Return the lines below that contain the word "shrub".

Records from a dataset
BEGIN

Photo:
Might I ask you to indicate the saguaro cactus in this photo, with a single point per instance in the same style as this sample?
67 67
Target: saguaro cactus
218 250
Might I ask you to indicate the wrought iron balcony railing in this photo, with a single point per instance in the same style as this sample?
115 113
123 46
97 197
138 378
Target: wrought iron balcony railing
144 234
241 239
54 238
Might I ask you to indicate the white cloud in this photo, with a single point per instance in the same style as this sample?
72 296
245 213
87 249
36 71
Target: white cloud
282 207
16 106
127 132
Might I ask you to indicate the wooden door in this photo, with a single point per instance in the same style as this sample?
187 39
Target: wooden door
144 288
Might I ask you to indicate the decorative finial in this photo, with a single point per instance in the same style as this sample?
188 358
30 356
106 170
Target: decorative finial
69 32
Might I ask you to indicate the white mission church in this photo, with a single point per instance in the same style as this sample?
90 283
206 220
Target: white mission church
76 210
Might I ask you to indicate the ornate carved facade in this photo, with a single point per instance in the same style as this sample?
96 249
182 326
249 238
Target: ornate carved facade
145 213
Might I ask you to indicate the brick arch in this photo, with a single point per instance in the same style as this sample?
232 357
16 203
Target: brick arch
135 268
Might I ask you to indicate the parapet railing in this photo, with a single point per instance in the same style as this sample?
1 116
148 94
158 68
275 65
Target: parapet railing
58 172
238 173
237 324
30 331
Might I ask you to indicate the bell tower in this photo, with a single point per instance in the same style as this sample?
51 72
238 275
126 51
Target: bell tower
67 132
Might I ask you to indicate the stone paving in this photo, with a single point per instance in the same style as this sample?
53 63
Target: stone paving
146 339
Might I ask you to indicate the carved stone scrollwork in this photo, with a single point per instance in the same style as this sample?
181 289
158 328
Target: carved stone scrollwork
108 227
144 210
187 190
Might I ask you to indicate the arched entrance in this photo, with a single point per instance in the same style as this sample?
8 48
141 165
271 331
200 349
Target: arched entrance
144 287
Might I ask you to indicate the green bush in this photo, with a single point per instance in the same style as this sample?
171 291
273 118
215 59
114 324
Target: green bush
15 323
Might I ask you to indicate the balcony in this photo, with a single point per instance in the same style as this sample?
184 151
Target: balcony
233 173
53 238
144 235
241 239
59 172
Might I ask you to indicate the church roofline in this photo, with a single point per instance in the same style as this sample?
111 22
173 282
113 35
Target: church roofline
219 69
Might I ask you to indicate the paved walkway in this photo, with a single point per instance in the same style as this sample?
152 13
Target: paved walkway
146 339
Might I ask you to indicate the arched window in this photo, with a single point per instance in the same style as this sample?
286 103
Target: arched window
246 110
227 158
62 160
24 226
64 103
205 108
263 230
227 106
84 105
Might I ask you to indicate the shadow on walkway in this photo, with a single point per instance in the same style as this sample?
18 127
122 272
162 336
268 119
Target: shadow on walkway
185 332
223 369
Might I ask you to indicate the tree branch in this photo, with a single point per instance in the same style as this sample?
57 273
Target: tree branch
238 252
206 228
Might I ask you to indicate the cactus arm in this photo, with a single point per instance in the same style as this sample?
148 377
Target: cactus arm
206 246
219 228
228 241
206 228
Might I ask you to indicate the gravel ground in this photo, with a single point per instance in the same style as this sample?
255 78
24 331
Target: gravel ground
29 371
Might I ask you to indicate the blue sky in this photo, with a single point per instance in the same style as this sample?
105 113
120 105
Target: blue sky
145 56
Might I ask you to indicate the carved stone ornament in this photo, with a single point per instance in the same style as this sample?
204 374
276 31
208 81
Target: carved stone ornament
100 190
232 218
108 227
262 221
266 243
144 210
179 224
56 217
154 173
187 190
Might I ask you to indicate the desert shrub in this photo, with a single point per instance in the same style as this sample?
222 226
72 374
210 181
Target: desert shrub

END

Answer to the problem |
Might I ask you to indicate the desert shrub in this photo, with a single point per instance in the same style as this sample?
Target: desert shrub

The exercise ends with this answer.